INFORMATION PROVIDED:
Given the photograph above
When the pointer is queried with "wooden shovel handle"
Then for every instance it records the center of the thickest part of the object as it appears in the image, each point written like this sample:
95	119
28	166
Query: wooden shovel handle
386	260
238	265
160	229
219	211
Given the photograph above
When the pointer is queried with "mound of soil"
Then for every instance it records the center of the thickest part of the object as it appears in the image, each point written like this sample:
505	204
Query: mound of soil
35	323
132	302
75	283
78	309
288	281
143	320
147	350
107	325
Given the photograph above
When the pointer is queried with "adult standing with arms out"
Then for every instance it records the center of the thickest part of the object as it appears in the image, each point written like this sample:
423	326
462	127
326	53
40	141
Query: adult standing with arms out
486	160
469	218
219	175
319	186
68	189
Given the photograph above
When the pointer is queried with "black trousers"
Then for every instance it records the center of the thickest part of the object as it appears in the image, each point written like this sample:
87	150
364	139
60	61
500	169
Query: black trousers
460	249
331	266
...
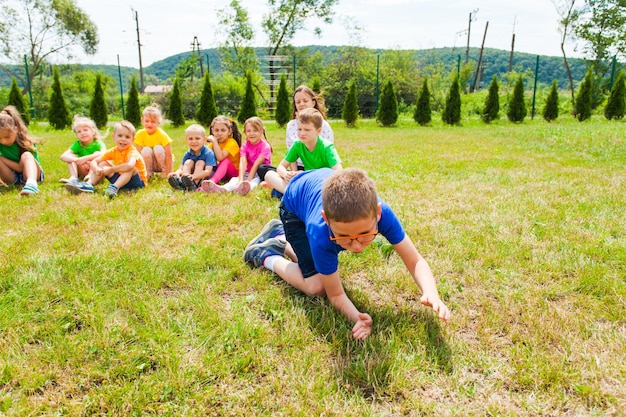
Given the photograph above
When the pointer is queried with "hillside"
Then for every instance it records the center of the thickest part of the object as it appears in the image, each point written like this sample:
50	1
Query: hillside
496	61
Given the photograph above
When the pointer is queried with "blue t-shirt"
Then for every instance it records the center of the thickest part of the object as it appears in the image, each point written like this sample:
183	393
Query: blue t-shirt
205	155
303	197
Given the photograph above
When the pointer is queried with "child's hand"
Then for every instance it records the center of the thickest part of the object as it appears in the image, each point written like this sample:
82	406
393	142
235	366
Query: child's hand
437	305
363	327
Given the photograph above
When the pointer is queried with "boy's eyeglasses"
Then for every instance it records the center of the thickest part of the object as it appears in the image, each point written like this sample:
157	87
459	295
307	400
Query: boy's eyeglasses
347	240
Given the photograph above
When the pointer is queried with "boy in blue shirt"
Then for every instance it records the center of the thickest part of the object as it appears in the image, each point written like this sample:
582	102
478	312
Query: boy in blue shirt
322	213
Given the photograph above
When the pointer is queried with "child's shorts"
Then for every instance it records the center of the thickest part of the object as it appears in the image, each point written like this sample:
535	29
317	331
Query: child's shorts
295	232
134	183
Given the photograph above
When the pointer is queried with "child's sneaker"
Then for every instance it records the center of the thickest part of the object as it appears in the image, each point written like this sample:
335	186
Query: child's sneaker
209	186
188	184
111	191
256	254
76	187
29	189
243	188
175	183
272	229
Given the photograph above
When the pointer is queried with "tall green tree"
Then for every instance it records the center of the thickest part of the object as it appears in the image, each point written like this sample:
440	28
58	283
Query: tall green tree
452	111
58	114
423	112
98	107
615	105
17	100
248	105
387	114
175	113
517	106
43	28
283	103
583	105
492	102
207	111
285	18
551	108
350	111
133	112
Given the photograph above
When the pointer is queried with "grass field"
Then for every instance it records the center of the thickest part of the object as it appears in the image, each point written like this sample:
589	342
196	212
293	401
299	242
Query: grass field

WHAT YOU WILL DO: Filter the listing for the word "field" and copy every line that holds it.

YOUR RESPONSE:
When the pointer is queried with "grass field"
Query: grass field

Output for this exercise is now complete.